--- BEGIN ---
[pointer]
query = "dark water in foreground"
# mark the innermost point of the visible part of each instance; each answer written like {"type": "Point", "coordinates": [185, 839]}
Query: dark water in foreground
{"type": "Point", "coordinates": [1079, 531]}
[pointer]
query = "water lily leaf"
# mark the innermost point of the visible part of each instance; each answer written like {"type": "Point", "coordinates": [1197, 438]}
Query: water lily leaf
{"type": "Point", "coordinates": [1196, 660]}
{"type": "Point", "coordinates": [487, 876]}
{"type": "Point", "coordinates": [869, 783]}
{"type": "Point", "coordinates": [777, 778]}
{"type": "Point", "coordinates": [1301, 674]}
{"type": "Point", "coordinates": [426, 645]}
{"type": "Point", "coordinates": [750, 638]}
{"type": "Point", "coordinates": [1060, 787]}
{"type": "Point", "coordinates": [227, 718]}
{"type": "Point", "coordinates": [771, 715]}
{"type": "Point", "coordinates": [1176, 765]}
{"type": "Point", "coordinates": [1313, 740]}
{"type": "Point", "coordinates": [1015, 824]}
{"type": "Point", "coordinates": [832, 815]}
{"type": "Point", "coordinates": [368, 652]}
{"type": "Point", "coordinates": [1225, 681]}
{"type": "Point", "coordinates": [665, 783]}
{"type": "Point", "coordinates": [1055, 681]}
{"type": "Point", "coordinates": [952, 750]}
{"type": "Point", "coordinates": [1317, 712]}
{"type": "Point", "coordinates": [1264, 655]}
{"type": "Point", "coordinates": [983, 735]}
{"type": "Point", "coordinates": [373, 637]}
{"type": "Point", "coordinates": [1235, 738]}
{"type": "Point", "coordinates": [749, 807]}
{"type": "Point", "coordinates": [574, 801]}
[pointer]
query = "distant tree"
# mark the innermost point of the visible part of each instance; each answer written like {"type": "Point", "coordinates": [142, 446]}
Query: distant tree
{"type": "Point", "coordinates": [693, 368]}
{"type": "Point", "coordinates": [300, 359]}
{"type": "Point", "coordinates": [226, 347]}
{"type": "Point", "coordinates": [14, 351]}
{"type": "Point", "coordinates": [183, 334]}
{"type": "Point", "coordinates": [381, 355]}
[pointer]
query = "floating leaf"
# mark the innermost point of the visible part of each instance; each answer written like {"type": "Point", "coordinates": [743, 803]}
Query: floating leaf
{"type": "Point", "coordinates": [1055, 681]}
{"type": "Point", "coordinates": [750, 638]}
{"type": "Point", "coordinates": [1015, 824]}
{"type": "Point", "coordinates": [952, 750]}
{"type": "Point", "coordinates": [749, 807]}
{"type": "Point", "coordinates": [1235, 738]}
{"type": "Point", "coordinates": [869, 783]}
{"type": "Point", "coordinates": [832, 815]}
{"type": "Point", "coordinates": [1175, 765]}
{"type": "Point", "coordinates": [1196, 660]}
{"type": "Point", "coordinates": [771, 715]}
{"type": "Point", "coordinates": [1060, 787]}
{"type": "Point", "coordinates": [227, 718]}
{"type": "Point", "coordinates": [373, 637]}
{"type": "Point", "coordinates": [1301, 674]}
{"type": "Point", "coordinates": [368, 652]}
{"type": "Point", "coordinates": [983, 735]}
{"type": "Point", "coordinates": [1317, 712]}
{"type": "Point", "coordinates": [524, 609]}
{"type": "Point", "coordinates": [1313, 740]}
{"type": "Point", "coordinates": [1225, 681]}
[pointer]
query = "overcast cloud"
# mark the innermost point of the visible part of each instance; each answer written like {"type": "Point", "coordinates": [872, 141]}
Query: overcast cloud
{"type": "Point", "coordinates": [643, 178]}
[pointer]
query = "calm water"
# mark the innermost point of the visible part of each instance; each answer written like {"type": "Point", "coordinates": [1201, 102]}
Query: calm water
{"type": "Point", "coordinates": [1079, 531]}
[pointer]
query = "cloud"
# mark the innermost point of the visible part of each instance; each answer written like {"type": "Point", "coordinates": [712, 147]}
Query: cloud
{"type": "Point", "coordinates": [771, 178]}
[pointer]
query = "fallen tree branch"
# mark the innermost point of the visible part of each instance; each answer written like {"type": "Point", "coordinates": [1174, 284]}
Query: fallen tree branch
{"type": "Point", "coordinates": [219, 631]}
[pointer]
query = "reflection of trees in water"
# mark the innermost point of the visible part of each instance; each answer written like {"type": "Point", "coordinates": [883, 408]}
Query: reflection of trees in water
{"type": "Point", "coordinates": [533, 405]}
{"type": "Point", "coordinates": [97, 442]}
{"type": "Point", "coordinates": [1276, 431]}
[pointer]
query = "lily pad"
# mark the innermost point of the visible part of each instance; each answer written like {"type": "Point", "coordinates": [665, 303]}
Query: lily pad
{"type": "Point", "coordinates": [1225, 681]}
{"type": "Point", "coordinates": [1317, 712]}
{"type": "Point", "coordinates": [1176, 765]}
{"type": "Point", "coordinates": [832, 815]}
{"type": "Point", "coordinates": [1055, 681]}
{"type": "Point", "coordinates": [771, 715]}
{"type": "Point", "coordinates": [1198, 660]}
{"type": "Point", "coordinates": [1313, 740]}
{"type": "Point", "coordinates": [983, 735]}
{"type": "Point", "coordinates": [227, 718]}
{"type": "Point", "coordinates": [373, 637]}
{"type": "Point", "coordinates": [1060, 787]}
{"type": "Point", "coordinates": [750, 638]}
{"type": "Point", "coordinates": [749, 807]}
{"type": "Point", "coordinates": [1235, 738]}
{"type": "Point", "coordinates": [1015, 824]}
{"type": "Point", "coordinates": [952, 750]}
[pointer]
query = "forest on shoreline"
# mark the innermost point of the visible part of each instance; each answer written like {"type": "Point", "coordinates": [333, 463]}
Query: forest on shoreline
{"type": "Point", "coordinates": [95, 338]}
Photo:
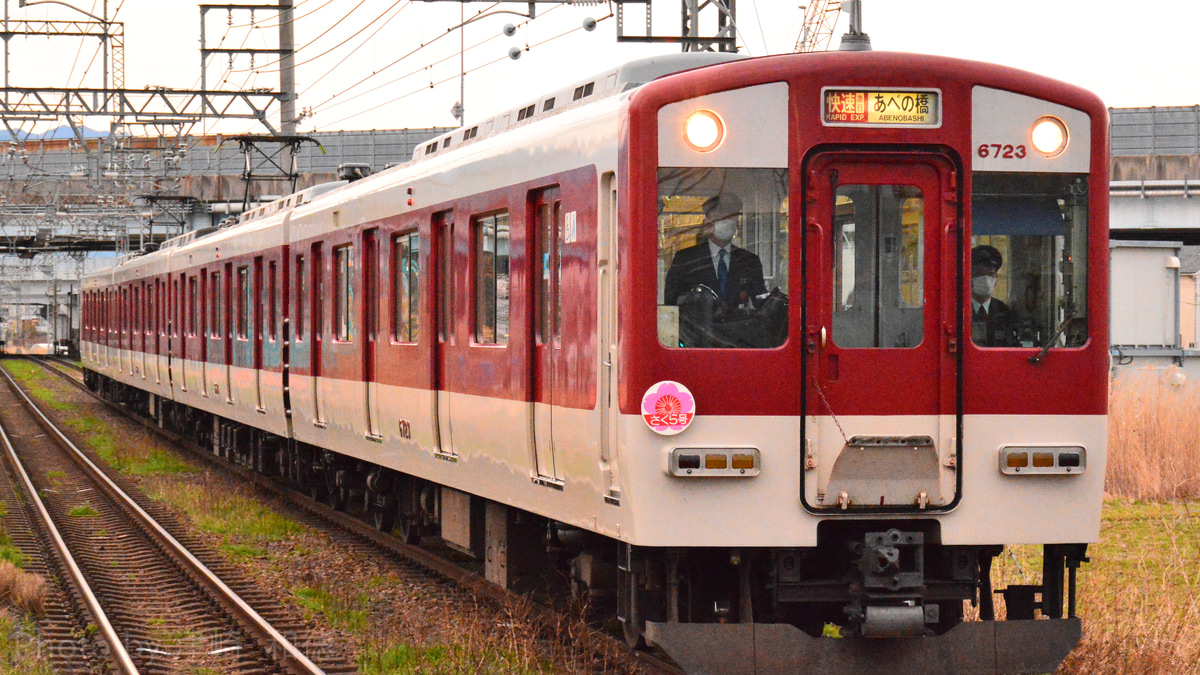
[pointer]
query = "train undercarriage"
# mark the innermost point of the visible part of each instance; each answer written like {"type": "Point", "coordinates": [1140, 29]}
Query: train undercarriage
--- END ---
--- BEGIN ---
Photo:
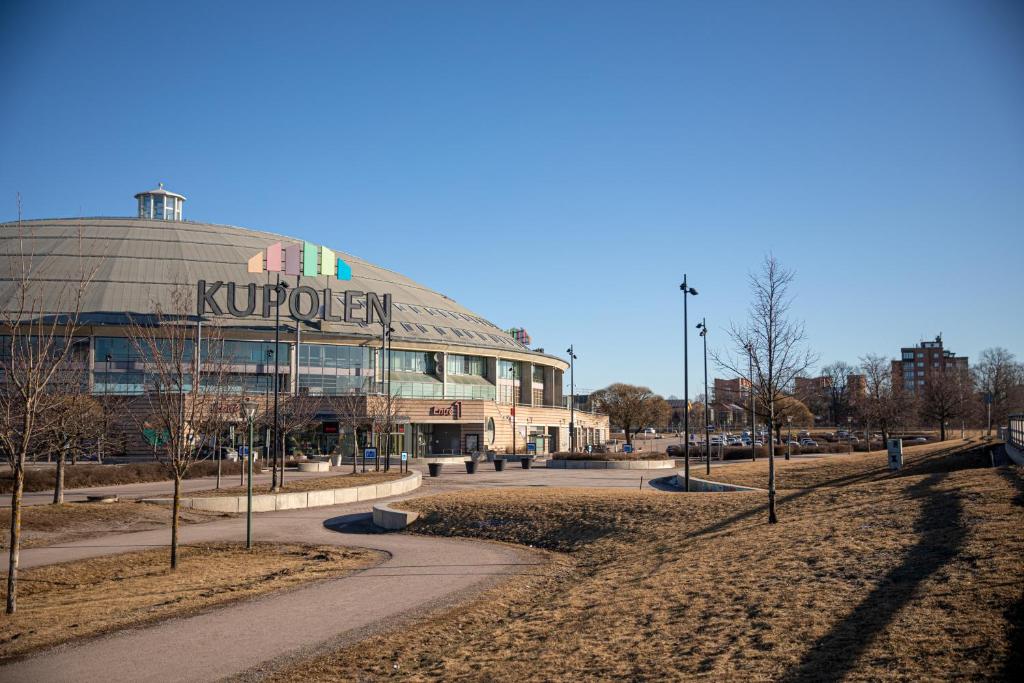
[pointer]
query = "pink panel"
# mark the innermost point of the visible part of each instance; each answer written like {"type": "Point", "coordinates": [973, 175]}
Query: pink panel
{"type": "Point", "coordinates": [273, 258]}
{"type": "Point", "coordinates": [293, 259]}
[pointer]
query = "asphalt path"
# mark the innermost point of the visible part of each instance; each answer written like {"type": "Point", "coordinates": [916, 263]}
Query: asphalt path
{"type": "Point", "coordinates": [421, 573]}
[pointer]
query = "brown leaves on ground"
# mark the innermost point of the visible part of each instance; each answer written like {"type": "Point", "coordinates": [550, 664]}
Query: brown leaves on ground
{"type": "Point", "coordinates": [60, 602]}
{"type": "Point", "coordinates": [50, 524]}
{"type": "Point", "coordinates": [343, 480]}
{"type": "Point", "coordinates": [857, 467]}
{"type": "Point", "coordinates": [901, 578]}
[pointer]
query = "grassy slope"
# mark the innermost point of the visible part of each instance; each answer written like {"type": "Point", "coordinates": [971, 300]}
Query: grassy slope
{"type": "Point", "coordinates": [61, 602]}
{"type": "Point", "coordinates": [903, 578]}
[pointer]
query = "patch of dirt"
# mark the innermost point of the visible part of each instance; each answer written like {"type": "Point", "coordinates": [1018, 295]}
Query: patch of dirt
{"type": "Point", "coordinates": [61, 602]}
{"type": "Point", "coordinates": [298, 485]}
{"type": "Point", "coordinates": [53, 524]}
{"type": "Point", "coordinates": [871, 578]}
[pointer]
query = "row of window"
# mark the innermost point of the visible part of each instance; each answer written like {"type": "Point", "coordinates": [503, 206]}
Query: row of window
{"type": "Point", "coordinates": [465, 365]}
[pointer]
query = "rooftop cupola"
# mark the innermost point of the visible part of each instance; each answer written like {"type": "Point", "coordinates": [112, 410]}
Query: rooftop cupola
--- END ---
__What is required__
Locate every line in the listing above that contains the word "asphalt" and copy each of those lines. Case counts.

__Solution to this task__
query = "asphalt path"
Query: asphalt path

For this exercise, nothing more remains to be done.